» **Given instruction**:
Write out the data below again, replacing "habitat tally" with "scene count" everywhere it appears and leaving everything else unchanged.

Start of Material for this task

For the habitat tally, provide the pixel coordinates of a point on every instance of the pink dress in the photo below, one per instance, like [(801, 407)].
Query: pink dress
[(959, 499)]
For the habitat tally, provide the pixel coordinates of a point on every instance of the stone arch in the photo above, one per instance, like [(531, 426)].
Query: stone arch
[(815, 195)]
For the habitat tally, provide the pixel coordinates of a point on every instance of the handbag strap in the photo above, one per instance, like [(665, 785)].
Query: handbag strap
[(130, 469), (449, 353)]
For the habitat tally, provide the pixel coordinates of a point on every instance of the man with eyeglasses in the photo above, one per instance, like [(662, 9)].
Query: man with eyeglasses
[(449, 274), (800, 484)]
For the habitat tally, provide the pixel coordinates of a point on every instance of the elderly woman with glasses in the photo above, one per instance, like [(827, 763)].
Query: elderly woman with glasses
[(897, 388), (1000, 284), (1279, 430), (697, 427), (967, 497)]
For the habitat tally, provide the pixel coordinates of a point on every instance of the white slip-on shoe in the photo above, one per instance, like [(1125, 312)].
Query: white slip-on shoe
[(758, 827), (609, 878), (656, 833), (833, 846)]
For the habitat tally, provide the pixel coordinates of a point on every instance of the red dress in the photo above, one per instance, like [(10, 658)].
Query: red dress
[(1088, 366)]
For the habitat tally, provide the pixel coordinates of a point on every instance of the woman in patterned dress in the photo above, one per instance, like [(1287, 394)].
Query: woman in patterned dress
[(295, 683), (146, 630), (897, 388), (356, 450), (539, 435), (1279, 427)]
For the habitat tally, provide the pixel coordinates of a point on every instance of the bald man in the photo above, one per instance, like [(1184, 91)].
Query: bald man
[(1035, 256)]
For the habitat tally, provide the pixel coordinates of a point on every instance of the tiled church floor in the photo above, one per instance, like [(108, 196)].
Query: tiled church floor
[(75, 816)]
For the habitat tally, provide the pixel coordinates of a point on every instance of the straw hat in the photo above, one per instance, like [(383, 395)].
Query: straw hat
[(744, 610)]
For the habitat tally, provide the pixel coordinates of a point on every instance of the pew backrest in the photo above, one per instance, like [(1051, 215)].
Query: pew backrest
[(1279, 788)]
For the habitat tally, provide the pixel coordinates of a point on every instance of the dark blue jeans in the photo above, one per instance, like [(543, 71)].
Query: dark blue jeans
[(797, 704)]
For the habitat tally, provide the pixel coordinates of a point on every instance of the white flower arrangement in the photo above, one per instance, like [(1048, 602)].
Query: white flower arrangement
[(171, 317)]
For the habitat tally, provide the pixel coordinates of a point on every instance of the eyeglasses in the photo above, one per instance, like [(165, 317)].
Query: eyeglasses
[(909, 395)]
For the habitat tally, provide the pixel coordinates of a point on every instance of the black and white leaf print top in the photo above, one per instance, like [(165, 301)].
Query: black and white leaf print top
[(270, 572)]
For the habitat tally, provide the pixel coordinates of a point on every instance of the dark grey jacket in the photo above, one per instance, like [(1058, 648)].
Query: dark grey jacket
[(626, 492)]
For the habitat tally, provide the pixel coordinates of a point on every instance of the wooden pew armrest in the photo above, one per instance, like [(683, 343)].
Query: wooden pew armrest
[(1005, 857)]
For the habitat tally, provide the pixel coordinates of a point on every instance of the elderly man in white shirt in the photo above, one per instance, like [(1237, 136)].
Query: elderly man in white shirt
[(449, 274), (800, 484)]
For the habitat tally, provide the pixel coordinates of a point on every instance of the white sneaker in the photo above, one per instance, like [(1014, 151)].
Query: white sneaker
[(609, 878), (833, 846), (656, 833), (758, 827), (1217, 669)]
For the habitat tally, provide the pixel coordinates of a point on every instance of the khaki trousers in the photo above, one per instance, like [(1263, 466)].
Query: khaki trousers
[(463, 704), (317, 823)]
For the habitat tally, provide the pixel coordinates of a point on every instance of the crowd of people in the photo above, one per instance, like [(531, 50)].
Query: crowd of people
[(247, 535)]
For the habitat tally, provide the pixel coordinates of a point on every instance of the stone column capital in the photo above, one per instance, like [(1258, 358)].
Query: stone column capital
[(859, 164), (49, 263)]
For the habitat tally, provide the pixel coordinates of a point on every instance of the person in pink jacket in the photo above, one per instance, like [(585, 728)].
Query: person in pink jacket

End of Material for this task

» **Finished task**:
For the scene count, provide the pixel coordinates of a point on every instance of the pink dress in the photo below, one per instance, like [(801, 407)].
Query: pink dress
[(959, 499)]
For the scene count, provide the pixel coordinates of a point on every instance of the stone arch in the photo above, one per instance, like [(531, 426)].
Query: stone arch
[(815, 195)]
For the scene count, provide the pixel coordinates of a point on every instance of the handbag strap in the photo above, one per instance, like [(665, 785)].
Query: handbag strap
[(130, 469), (449, 353)]
For the scene count, provide the pixel coordinates of a point on every instance of the man with eyeglasses in the photo above, one per instance, like [(662, 9)].
Query: man with eyeglasses
[(449, 274), (800, 484)]
For the scene count, provide the pixel coordinates of a point on every instance of the elderly woman with glasses in the photo above, one per instance, like [(827, 763)].
Query: elderly woman with glasses
[(897, 388), (1000, 284), (1279, 430), (697, 427), (967, 497)]
For the scene count, provide the pixel coordinates of a point on every instance of the white slip-on shoe in the photo above, one per instance, like [(1125, 312)].
Query: white slip-on shoe
[(758, 827), (609, 878), (656, 833), (833, 846)]
For the scene count, provide the pixel coordinates of a point on every instance of the red dress in the photo above, one per instance, like [(10, 658)].
Query: red dress
[(1088, 366)]
For the scene count, provide the pixel coordinates of a point on every instance of the woman in patterned dress in the photo above, one per instance, like [(1287, 394)].
Query: woman in patterned dress
[(295, 683), (146, 630), (897, 388), (356, 450), (539, 435), (1279, 427)]
For the scene count, provide the pixel coordinates of a point on every instance of the bald man in the photo above, one per instance, like [(1184, 91)].
Query: bald man
[(1035, 256)]
For the scene count, provide the pixel coordinates of a point on every instance of the tiled church floor in the photo above, one per instance, like [(108, 196)].
Query: tiled church floor
[(75, 816)]
For the scene count, provide the pixel coordinates of a point on every instance of the straw hat in the photo above, one per instance, like [(383, 395)].
Query: straw hat
[(744, 610)]
For the scene count, provide the pixel coordinates of a point on every instance of the pew backrest in the photo above, one per instance, like [(1051, 215)].
Query: pew backrest
[(1279, 788)]
For the scene count, provide the pixel coordinates of a point on every instance of the dark blue jeans in the photo above, one per instance, like [(543, 71)].
Query: dark blue jeans
[(797, 704)]
For the scene count, provide the pixel coordinates of a point on every instance of the white flower arrangement in the photo above, one per instance, like [(1048, 602)].
Query: white flower arrangement
[(171, 317)]
For the scene count, provide the pixel coordinates of a point on every instance of the eyeglasses in the photo above, one per instance, like [(165, 317)].
Query: eyeglasses
[(909, 395)]
For the scene count, provide the pixel coordinates of a point on every instance of the black and white leaf print top in the photo above, one per instance, like [(165, 301)].
Query: black and white leaf print top
[(270, 572)]
For the scene count, provide the pixel coordinates of a point on every instance of the dark grey jacket in the photo above, one per instance, like [(1058, 648)].
Query: dark grey jacket
[(626, 492)]
For the scene count, provide the pixel coordinates of a point on every instance of the wooden pew armrest in the photo above, one per instance, like [(683, 343)].
Query: wooden pew armrest
[(1005, 857)]
For the scene count, provide the pixel coordinates of a point on every instance of the elderly man in white shirt in the photo above, one per instance, like [(1237, 136)].
Query: elderly man in white shirt
[(449, 274), (800, 484)]
For the scene count, provide the pixel coordinates of a point on every instance of the white sneaker in the photo above, one per instance, like [(1014, 151)].
Query: white sneaker
[(609, 878), (833, 846), (656, 833), (758, 827), (1217, 669)]
For the scene count, provide the pixel coordinates of a point on every instance of the khaki trousers in the photo above, one per instance, like [(1263, 466)].
Query: khaki trousers
[(463, 704), (317, 823)]
For the scene count, provide the pixel coordinates of a point on every instance of the crowd of people in the photo above, one per instance, like [(531, 50)].
Query: crowd of people
[(247, 535)]
For the scene count, provide the pixel coordinates of a point on every instance of the stone column capital in the photo above, one per instance, like [(1258, 358)].
Query: stone column capital
[(859, 164), (49, 263)]
For the scene count, provide the pixel coordinates of a point on every instance of the person in pink jacket in the photo above, one per instance, like [(585, 728)].
Query: person in pink jacket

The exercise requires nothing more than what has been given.